_Текст отрывка_

Что до меня, то последним толчком стал роман Солженицына «В круге первом». Там есть сцена, где главный персонаж, дипломат Володин, разбирает бумаги своей матери. А потом останавливается на одном письме, где она пишет своей подруге, что несправедливости всегда были и будут, что она человек маленький и не в состоянии с ними бороться, но важно не участвовать в несправедливости. И вдруг до меня дошло — я действительно не могу ни на что повлиять, но зачем я без конца участвую в выборах, субботниках — все это какая-то шелуха. И очень резко я стал жить по принципу, который позже был сформулирован у Солженицына в «Жить не по лжи», — ни в чем не участвовать. Оказалось, что осуществить это довольно трудно. Что вся наша жизнь устроена так, чтобы каждого опутать и каждого сделать сознательным соучастником этой системы. И чтобы выбраться из нее, надо приложить очень большие усилия.

В 1968 году в августе я был в Москве, хотя жил еще в Крыму. День, когда была демонстрация на площади, меня поразил. Я не мог понять, как люди решились на это. Было впечатление, что их могли растоптать, разорвать в клочья… Для меня это был рубеж, я перестал ходить на выборы. И на почве этого неучастия ни в чем у меня в жизни начался разлад. Отец был в ужасе. Наверное, из-за этого распалась и семья. Чаще всего семьи диссидентов складывались в том случае, если муж и жена были примерно одних взглядов, такие семьи держались крепко. Если же было несогласие, то быстро распадались. Так получилось с моей первой женой. А в 1972 году я женился второй раз, на москвичке, что дало мне возможность переехать в Москву.

И тогда же была предпринята одна из первых попыток организоваться в какую-то группу. Так появилась Инициативная группа по защите прав человека в России. Я познакомился с семьей Подъяпольских. Григорий Подъяпольский был членом этой группы, и у них по средам собирались люди, делились разными новостями, там появлялись те, кто ехал куда-то на свидание к сидевшим, у кого были сведения из лагерей.

Помню, как меня поражала тогда эта раскованность и свобода. Как будто нет вокруг советской власти. И я осознал, что никаких законов мы не нарушаем. Мы просто игнорируем некоторые установки, и главное, если можем, то помогаем людям. Когда кого-то сажали, то жену или мужа обычно выгоняли с работы. Чтобы съездить на свидание, нужны были деньги, а взять было негде. И мы, вот этим небольшим кругом, пытались помочь. Это было тоскливое зрелище. Сами все безденежные, последнее собирали, чтобы кого-то отправить на свидание, на посылку набрать. Все это тяжело давалось. Поэтому появление фонда Солженицына было большим делом, и материальным, и моральным[11].

(Строки из набора данных)
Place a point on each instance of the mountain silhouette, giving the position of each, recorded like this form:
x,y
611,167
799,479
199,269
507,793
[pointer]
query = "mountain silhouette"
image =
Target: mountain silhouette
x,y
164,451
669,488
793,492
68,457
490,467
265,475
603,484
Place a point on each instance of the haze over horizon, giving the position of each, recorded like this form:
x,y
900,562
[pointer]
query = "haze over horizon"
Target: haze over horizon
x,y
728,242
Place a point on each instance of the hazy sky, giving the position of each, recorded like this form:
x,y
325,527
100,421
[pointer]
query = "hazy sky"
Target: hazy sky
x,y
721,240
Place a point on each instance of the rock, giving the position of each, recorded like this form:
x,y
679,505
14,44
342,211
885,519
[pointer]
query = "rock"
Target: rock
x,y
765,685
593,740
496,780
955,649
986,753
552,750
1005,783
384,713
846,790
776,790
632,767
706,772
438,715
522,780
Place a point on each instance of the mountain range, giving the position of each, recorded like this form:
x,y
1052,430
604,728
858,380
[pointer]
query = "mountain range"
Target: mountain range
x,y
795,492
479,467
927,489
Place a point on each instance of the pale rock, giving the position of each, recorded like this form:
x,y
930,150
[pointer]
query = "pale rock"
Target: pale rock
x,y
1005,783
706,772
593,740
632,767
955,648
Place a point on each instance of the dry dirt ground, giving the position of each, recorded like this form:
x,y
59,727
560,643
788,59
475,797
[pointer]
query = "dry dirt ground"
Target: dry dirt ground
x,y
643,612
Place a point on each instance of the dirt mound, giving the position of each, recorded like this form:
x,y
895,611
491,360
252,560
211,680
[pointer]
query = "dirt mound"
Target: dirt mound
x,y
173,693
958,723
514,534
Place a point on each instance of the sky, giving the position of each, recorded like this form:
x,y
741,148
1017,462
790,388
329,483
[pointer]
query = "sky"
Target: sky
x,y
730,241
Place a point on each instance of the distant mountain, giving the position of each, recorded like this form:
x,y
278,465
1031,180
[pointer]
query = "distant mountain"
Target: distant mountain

_Условие задания_
Какие фамилии людей и литературных персонажей встречаются в отрывке воспоминаний выше? Перечислите все.

_Ответ к заданию_
Солженицын; Володин; Подъяпольский (Григорий Подъяпольский, семья Подъяпольских)